■ **Task goal**: Transcribe each line exactly.

■ **Data shown**:
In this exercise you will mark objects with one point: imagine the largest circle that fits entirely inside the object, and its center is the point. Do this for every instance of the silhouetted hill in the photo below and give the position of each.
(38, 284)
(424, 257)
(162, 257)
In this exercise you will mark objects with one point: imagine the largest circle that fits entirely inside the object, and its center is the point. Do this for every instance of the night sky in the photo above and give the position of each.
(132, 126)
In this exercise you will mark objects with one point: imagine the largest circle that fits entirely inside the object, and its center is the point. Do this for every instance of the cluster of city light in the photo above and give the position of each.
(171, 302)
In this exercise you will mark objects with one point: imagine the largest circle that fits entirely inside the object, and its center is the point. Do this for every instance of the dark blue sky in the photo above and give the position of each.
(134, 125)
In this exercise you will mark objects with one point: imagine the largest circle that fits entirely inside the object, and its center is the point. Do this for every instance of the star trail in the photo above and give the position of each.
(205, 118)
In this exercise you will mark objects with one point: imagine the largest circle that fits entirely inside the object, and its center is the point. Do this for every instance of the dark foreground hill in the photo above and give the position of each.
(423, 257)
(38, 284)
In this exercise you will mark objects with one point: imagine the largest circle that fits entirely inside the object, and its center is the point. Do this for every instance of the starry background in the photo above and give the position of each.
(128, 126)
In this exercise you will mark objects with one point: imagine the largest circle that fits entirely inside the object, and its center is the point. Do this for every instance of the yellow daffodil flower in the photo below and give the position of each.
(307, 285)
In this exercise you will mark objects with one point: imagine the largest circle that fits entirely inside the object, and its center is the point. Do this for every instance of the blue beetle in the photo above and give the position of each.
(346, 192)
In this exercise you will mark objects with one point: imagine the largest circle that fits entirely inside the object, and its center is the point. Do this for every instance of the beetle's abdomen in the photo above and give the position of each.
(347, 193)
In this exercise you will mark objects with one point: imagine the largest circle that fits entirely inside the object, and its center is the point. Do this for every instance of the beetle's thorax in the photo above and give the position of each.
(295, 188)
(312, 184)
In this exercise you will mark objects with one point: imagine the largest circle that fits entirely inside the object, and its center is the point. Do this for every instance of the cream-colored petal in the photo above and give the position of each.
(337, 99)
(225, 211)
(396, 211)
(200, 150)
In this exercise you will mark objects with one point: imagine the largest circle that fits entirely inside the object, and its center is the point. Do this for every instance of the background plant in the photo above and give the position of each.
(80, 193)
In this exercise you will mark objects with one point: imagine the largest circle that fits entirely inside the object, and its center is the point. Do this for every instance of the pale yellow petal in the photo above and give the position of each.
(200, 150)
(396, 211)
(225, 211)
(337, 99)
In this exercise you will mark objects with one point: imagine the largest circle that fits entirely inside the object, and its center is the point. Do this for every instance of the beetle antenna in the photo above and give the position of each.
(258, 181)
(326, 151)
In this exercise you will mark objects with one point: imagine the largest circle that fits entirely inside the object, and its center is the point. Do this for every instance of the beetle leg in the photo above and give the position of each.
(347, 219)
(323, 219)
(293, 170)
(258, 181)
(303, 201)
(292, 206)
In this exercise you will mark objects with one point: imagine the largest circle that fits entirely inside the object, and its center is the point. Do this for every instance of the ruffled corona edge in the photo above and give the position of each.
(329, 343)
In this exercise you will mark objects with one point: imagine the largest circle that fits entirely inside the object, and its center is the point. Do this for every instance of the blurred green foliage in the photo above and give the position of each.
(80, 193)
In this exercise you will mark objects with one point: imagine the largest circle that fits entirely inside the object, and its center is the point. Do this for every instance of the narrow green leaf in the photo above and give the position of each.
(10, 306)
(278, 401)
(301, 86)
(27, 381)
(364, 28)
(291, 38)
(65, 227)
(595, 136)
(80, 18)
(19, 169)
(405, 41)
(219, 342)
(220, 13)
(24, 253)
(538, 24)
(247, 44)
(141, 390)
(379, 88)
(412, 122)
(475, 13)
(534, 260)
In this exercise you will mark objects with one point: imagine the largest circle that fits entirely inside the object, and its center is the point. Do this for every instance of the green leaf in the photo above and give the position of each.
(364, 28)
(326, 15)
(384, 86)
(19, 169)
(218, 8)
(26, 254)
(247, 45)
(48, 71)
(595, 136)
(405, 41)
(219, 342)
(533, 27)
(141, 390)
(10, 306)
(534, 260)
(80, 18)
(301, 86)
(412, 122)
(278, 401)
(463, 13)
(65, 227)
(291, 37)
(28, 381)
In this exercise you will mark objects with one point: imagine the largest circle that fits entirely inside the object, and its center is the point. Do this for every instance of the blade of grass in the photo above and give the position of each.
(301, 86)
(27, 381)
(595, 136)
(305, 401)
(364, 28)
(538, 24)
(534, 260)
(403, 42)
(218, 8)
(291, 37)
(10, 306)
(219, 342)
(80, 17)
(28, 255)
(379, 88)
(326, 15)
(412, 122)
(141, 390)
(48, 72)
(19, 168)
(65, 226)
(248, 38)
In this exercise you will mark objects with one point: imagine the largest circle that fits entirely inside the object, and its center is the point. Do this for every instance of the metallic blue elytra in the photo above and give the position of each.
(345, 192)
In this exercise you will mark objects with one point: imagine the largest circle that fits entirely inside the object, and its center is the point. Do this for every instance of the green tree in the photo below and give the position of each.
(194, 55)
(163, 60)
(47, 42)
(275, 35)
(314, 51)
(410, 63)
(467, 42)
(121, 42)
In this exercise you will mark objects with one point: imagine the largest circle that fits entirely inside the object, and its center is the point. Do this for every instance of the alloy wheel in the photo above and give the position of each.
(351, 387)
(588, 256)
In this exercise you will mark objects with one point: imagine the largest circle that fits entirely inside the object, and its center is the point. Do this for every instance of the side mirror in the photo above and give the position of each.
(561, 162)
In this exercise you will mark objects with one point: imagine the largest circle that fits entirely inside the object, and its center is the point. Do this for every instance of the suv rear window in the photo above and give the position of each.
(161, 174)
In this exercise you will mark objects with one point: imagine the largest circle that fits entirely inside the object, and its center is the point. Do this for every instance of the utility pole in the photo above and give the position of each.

■ **Solution**:
In this exercise you will mark objects with one point: imagine the largest circle that fits entirely inside the object, and its center is the point. Do this for every instance of the silhouetted hill in the photo below and give the position of each.
(38, 284)
(424, 257)
(162, 257)
In this exercise you will mark objects with one point: imagine the largest circle that fits entirely inside the object, and its center is the point. Do this for every instance of the night sky in the photo above and give the position of each.
(132, 126)
In this exercise you will mark objects with one point: imagine the largest circle that fits entirely inside the object, and its center is the point. Do this for every instance of the cluster of city light in the photo above and give the position of each.
(171, 302)
In this exercise you will mark objects with one point: imagine the largest circle that fits entirely inside the object, and its center is the point. Do this for every instance of the dark blue sky in the photo above and give the position of each.
(134, 125)
In this exercise you will mark objects with one point: imagine the largest circle that fits entirely inside the object, and its center is the point. Do this for every instance of the star trail in the photo above and give the position of each.
(205, 118)
In this exercise you will mark objects with one point: imagine the largest circle that fits entirely inside the object, and its center is the point. Do this for every instance of the dark foreground hill in the photo above and give the position of each.
(423, 257)
(38, 284)
In this exercise you will mark objects with one point: imagine the largest circle that fits entirely inside the object, and its center is the point. Do this for every instance of the starry background in the photo above and give the position of each.
(128, 126)
In this exercise you will mark objects with one point: imagine the largest circle that fits entirely inside the object, and its center is the point. Do this for every instance of the yellow daffodil flower in the photo below and give the position of each.
(307, 285)
In this exercise you will mark objects with one point: imagine the largest circle that fits entirely inside the object, and its center is the point. Do this for every instance of the blue beetle in the photo above and give the position of each.
(346, 192)
In this exercise you will mark objects with one point: imagine the largest circle that fits entirely inside the object, and its center is the point. Do this for every instance of the beetle's abdomen in the photo above and give the position of each.
(347, 193)
In this exercise you will mark objects with one point: imagine the largest circle that fits entirely inside the object, and its center is the point. Do this for every instance of the beetle's thorax in the photo above and give the position of each.
(295, 188)
(312, 184)
In this exercise you will mark objects with one point: imagine the largest circle that fits entirely inside the object, and its center is the point. Do this for every instance of the cream-colored petal in the photo above and give the position of each.
(337, 99)
(225, 211)
(396, 211)
(200, 150)
In this exercise you will mark objects with one point: imagine the largest circle that fits entirely inside the object, and its center is the point. Do this for every instance of the background plant in the photo above and give the position of each.
(80, 193)
In this exercise you will mark objects with one point: imagine the largest circle that fits entirely inside the object, and its center is the point. Do this for every instance of the pale yellow petal in the photo above and give the position of each.
(200, 150)
(396, 211)
(225, 211)
(337, 99)
In this exercise you will mark objects with one point: imagine the largest circle that fits entirely inside the object, and its center is the point. Do this for every instance of the beetle antenna in the photo above and give the position of each.
(258, 181)
(326, 151)
In this exercise you will mark objects with one point: imagine the largest circle that fits entirely inside the object, and its center is the point. Do this for every instance of the beetle leg in the photo above and give the position of each.
(347, 219)
(323, 219)
(293, 170)
(258, 181)
(303, 201)
(292, 206)
In this exercise you will mark objects with one point: imagine the largest circle that fits entirely inside the object, and its center is the point. Do this for every instance of the ruffled corona edge in the photo above and give the position of each.
(329, 343)
In this exercise you will mark objects with one point: imagine the largest circle that fits entirely inside the object, and its center is the point. Do this for every instance of the blurred green foliage in the photo above and give the position of each.
(80, 193)
In this exercise you will mark objects with one point: imagine the largest circle that fits entirely inside the object, and its center is the point. Do this for every instance of the narrow green leaf in the photo above and give the position of each.
(10, 306)
(278, 401)
(301, 86)
(27, 381)
(364, 28)
(291, 38)
(65, 227)
(595, 136)
(80, 18)
(19, 169)
(405, 41)
(219, 342)
(220, 13)
(24, 253)
(538, 24)
(247, 44)
(141, 390)
(379, 88)
(412, 122)
(475, 13)
(534, 260)
In this exercise you will mark objects with one point: imagine the largest circle that fits entirely inside the object, and its center is the point. Do this for every instance of the green leaf in the photo above and give the position of each.
(364, 28)
(326, 15)
(384, 86)
(19, 169)
(218, 8)
(26, 254)
(247, 45)
(48, 71)
(595, 136)
(405, 41)
(219, 342)
(533, 27)
(141, 390)
(10, 306)
(534, 260)
(80, 18)
(301, 86)
(412, 122)
(278, 401)
(463, 13)
(65, 227)
(291, 37)
(28, 381)
In this exercise you will mark objects with one point: imagine the largest circle that fits entirely inside the object, and its center is the point. Do this for every instance of the blade of grass in the photo above and give the position of each.
(301, 86)
(27, 381)
(595, 136)
(305, 401)
(364, 28)
(538, 24)
(534, 260)
(403, 42)
(218, 8)
(291, 37)
(10, 306)
(219, 342)
(80, 17)
(28, 255)
(379, 88)
(326, 15)
(412, 122)
(141, 390)
(48, 72)
(19, 168)
(65, 226)
(248, 38)
In this exercise you will mark objects with one point: imagine the largest circle that fits entirely inside the object, and its center is the point. Do this for every instance of the metallic blue elytra in the photo above and give the position of each.
(345, 192)
In this exercise you will mark objects with one point: imagine the largest circle that fits entirely inside the object, and its center is the point. Do this for every instance of the green tree in the photo below and give the position of each.
(194, 55)
(163, 60)
(47, 42)
(275, 35)
(314, 51)
(410, 63)
(467, 42)
(121, 42)
In this exercise you will mark objects with one point: imagine the largest circle that fits entirely inside the object, and its center is the point. Do this for every instance of the alloy wheel in the photo above and give the position of each.
(351, 387)
(588, 256)
In this exercise you will mark objects with one point: imagine the largest circle that fits entirely inside the object, and its center is the point. Do this for every instance of the side mirror in the photo above and give the position of each.
(561, 162)
In this exercise you will mark objects with one point: imagine the largest circle that fits entirely inside the object, and its center is the point. Do this for every instance of the suv rear window in the photo above and give the position of each.
(161, 174)
In this exercise you will mark objects with one point: imagine the largest circle that fits entirely inside the object, and its center is the point. Do this for every instance of the utility pole in the photo above and give the position of each.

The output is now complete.